→ **Text passage**
* Begin *

Michael Kantor: Well I don’t know how to follow that. That’s like. It’s such an old song. I know but it beautiful.

Suzan-Lori Parks: But it’s like an old song you know. I mean for me it’s like a you know I wrote it in like whatever 1999 and I just started singing it this past year and a half with my band Sula and the Noise. We have a little band and people were like woah did you just write that. I’m Like no. It’s old. I wrote a long time ago.

Michael Kantor: When you were deciding to put music in that play. Yeah. Were you literally thinking you know Bertolt Brecht and I want to sort of model it after something or what was the inspiration to add to.

Suzan-Lori Parks: Sure. Well I’ve had music like my very first play “The Sinner’s Place” had a song in it so I’ve always you know in a way hidden songs in my plays like my writing just on the pages. People say it’s very musical. I’ve always thought I’m writing opera without the music. Like “The Death of the Last Black Man in the Whole Entire World” AKA “The Negro Book of the Dead” is very much an opera without music. I’m I’m always tucking songs in the plays and yes when I got to “F’ing A” and I really want to write more songs. Chorus Bertolt Brecht and Kurt Vile were my models again growing up in Germany learning German. Being fluent in German. Big fan of Bertolt Brecht. I tell my students this is maybe what I tell my students. Yeah they’re Shakespeare Euripedes Sophocles Brecht DWM they are. They are dead white men. But they also were damn good writers. D G W’s. And so let us just acknowledge if we’re going to acknowledge one let us acknowledge the other. So I’m really. Yeah Brecht is awesomesauce and so yeah. Sure. Big fan of his.

Michael Kantor: This season we’re we’re kind of looking at writers who were revolutionary in a way maybe unconventional. Sure. And we’re wondering in terms of women writers are there those who have been most inspiring to you or whose work you think just broke the mold and you’re sort of standing on their shoulders or.

Suzan-Lori Parks: Oh well in that. In that I really appreciate you asking that question because I don’t think I get enough of an opportunity to sing the praises of people who come before me and made my journey in the arts you know easier a little bit easier a lot easier. You know like Ntozake Shange I think she blew the mold out of the frickin park yo. I like Adrienne Kennedy blew the mold out of the mold out of the mold. You know what I mean. You know these they were those two women especially coming up. Well those two artists coming up for me when I was getting started when I finally said OK I guess I’ll try writing those two artists were the ones I looked at and went Wow. They’re doing extraordinary things. And I can learn a heck of a lot from them. So I will always be grateful to to their shining examples.

Michael Kantor: If you think back to what James Baldwin sort of left with you if you search for inspiration one day what did you get from him apart from just saying do do playwrighting.

* End *

Copy word for word the portion of the interview transcript that opens with the words containing "Suzan-Lori Parks: Oh" and closes with "their shining examples.". Work from the interview transcript alone, without outside sources.

→ **Dataset extract**
* Begin *

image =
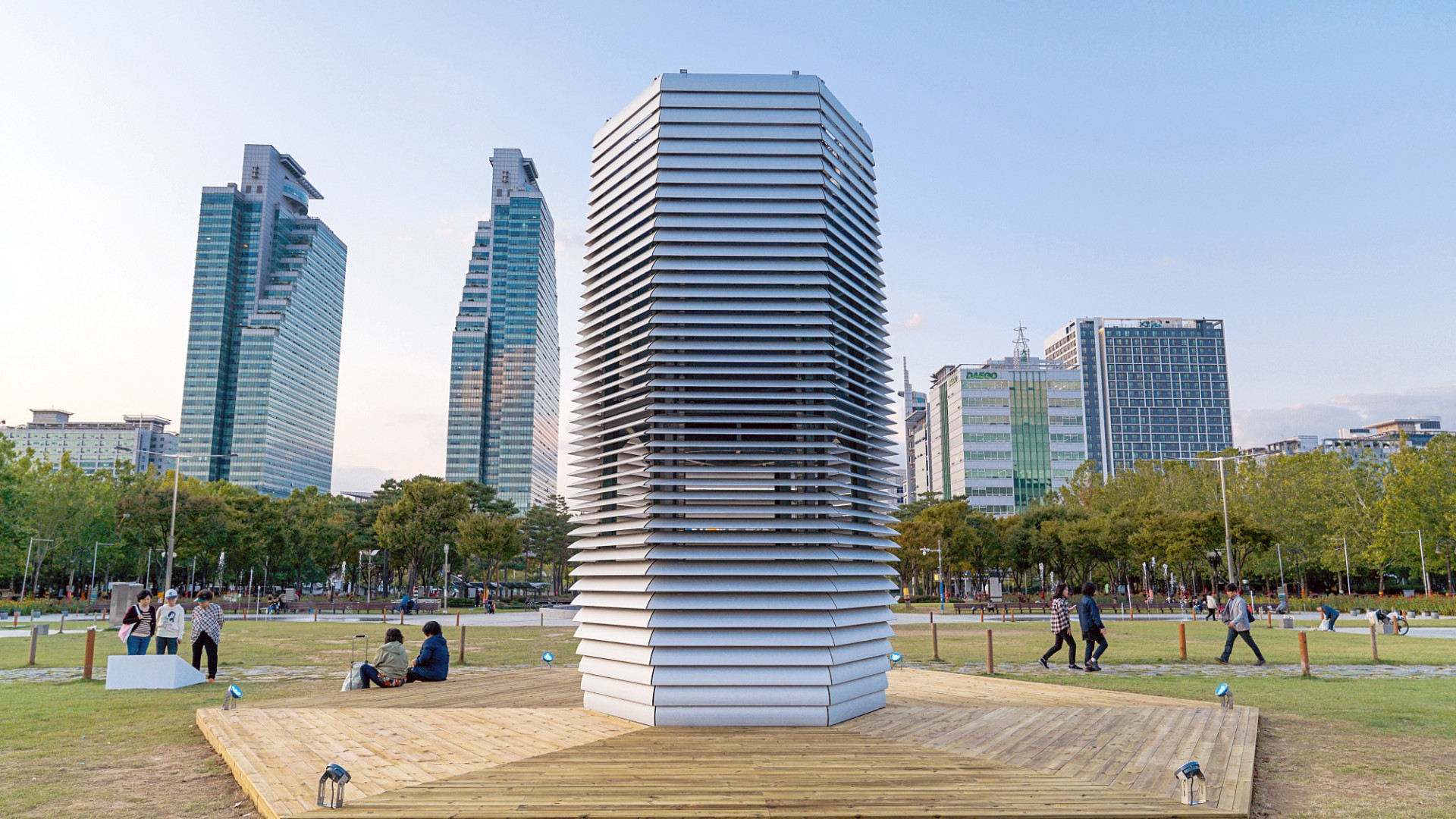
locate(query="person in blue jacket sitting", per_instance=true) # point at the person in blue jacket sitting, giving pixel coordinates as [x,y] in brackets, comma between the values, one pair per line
[433,664]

* End *

→ **Task response**
Suzan-Lori Parks: Oh well in that. In that I really appreciate you asking that question because I don’t think I get enough of an opportunity to sing the praises of people who come before me and made my journey in the arts you know easier a little bit easier a lot easier. You know like Ntozake Shange I think she blew the mold out of the frickin park yo. I like Adrienne Kennedy blew the mold out of the mold out of the mold. You know what I mean. You know these they were those two women especially coming up. Well those two artists coming up for me when I was getting started when I finally said OK I guess I’ll try writing those two artists were the ones I looked at and went Wow. They’re doing extraordinary things. And I can learn a heck of a lot from them. So I will always be grateful to to their shining examples.